When responding, copy every record below exactly as it appears.

┌─ Data to use

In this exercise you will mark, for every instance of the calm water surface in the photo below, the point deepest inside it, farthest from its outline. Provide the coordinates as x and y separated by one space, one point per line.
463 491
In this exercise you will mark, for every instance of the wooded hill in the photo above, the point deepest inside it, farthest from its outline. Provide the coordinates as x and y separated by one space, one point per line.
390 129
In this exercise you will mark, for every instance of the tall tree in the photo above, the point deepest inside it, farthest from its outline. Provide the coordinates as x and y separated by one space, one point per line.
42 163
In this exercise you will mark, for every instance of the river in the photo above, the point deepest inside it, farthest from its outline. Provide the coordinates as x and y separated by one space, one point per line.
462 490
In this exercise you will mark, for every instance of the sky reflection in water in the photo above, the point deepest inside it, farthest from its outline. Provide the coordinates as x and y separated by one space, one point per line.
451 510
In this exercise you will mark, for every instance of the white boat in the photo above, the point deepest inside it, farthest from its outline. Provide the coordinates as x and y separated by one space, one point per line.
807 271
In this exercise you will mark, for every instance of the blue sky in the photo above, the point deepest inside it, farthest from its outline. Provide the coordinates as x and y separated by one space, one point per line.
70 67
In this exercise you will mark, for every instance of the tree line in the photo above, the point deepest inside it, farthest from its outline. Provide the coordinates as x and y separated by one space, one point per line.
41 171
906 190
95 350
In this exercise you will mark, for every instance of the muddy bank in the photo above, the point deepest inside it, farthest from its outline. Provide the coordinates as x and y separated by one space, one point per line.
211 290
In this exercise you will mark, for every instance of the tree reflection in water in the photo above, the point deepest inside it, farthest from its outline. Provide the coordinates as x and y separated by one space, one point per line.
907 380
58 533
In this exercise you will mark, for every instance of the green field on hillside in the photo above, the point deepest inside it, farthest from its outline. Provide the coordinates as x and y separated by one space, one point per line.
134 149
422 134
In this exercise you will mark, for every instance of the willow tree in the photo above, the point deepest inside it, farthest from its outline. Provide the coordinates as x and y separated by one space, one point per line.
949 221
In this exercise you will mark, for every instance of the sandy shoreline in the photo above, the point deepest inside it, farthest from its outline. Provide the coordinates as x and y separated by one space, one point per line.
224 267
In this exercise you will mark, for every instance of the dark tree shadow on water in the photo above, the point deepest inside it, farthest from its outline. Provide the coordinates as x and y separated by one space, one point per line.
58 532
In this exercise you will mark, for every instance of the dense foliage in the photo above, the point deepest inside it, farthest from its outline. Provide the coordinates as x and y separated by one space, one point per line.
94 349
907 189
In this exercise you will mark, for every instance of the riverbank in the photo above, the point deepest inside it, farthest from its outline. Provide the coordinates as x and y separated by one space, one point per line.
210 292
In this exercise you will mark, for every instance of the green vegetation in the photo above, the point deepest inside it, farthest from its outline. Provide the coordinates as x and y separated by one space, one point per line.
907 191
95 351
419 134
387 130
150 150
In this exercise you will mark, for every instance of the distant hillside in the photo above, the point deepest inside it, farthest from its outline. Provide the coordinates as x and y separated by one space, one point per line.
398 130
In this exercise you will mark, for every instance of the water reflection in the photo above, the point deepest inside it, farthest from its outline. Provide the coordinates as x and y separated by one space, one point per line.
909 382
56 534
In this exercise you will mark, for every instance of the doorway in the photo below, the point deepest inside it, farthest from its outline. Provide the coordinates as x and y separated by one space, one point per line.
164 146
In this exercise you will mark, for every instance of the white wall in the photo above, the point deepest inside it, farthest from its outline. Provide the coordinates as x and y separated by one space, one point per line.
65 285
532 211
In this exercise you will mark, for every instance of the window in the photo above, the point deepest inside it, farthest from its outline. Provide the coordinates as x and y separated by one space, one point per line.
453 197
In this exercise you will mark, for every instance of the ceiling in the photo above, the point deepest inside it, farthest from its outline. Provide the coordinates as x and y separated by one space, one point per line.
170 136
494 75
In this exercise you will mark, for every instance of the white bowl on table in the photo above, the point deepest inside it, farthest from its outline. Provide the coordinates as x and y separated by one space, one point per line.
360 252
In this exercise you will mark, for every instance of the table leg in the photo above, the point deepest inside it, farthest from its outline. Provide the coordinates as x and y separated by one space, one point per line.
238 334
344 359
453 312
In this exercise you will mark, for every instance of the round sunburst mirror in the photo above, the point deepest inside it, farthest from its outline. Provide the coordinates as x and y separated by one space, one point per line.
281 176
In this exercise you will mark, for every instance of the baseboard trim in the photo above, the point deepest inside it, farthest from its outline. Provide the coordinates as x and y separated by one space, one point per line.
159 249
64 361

└─

=== Response box ===
In this exercise you will mark, for every instance of the calm water surface in the photo below, the point deepest inside it, farthest from its outline. Provide the coordinates as x and y separated by one space, one point per line.
463 491
In this exercise you will mark, for every instance of the wooded hill in the photo above, the point deepest inside it, farthest from its outline. Provide the coordinates as x and y separated by one space, one point per line.
390 129
In this exercise you will mark, for every instance of the tall tree in the photo above, the point deepest inside it, farthest from its outline. Provide the coordinates as x and y separated by one space, one point per line.
42 163
In this exercise you will mark, for every instance of the river in the photo above, the point deepest inside it, farthest from its outline. Provide the coordinates as x and y separated by one space, one point per line.
462 490
In this exercise you will mark, for every instance of the sky reflection in water in the photo above, the point deepest inside it, farthest from its outline. Provide the coordinates as x and y separated by one space, one point per line.
451 510
In this exercise you will mark, for every instance of the white boat in the photo above, the point deepest inside it, farthest from its outline. Provide the coordinates as x and y separated by one space, one point per line.
807 271
In this exercise you will mark, for every instance of the blue sky in the photo above, the point deepest inside it, farthest from its outline. Provide the coordinates as x and y separated by one space, one point per line.
70 67
In this exercise you will mark, for every instance of the tree line in the photo above, the point deepest inside it, farthest from its outline. Provide the coordinates as x and y separated by one space, one point per line.
41 171
906 190
95 350
In this exercise you will mark, for every instance of the muddy bank in the photo above, the point deepest inside it, farthest from its outline. Provide the coordinates as x and y separated by one space, one point per line.
211 290
In this exercise you will mark, for every instance of the tree reflection in water in the photo above, the point deepest inside it, farthest from its outline. Provide the coordinates as x and y separated by one space, one point per line.
907 380
58 533
In this exercise you will mark, for every instance of the green field on hillside in the photo above, the point deepest inside it, farthest from its outline. Provide the coordinates as x and y separated by one space, one point per line.
134 149
422 134
In this exercise you will mark, for every instance of the willow tree in the photo above, the point deepest inside it, farthest from its outline. Provide the coordinates as x and y separated by one space, one point per line.
949 221
In this exercise you will mark, for every instance of the sandy shoreline in the photo above, the point deepest inside it, farthest from its outline. Provide the coordinates as x and y separated by one space, one point per line.
224 267
In this exercise you will mark, for every instance of the dark tree shadow on water in the photo above, the point deepest inside it, farthest from its outline. Provide the coordinates as x and y separated by one space, one point per line.
58 532
In this exercise you will mark, for every instance of the dense foliage in the photo above, the point deepest inside it, farthest from its outline. Provide the coordinates as x and y separated by one space, one point per line.
94 349
907 189
In this exercise you will mark, for every instance of the riverbank in the photo above, the point deepest inside it, farthest from its outline. Provide the coordinates as x and y separated by one space, one point per line.
210 292
In this exercise you will mark, for every instance of the green vegetation in the photo above, the point deepest inside it, farthest from its outline. Provide the coordinates as x and y separated by one space, one point per line.
907 191
95 351
419 134
387 130
150 150
In this exercise you will mark, for every instance of the distant hillside in the photo above, the point deepest inside it, farthest from its outline. Provide the coordinates as x and y separated by one space, one point per line.
398 130
In this exercise you will mark, for every instance of the water reflection in the photo above, the point deepest inside it, farthest from its outline. Provide the coordinates as x and y separated by one space, one point per line.
909 382
56 534
In this exercise you will mark, for every instance of the doorway in the photo below, the point deepest inside it, farthest from its outline. Provide the coordinates as x and y separated by one space, one point per line.
164 146
In this exercise you will mark, for every instance of the white wall in the photo above, the point deepest inside it, farthest from its outline. Provide the coordinates as x and y separated by one space, one point per line.
65 285
532 211
In this exercise you will mark, for every instance of the window in the photo above, the point deepest inside it, farthest from its outline. Provide the coordinates as x and y separated by one space, one point per line.
453 197
In this exercise you will mark, for every instance of the ceiling in the photo above, the point deepest inside it, farthest from its outline. Provide the coordinates as x and y separated by one space, one point per line.
170 136
494 75
In this exercise you will mark, for every instance of the white bowl on table in the photo above, the point deepest inside it, farthest from its outline. Provide the coordinates as x and y separated by one space, one point per line.
360 252
In this exercise you will mark, for every instance of the table leg in the photo above, the point deepest inside it, farthest from its outline. Provide the coordinates as x and y separated by one space, one point per line.
238 334
344 359
453 312
In this exercise you will mark, for every instance of the round sunburst mirror in the photo above, the point deepest inside it, farthest from its outline. Provide the coordinates as x and y separated by one space, one point per line.
281 176
In this exercise you will mark, for every instance of the baseboard trim in the photo above, the point deepest inside it, farthest from its outline. Provide the coordinates as x and y separated by one space, one point per line.
159 249
64 361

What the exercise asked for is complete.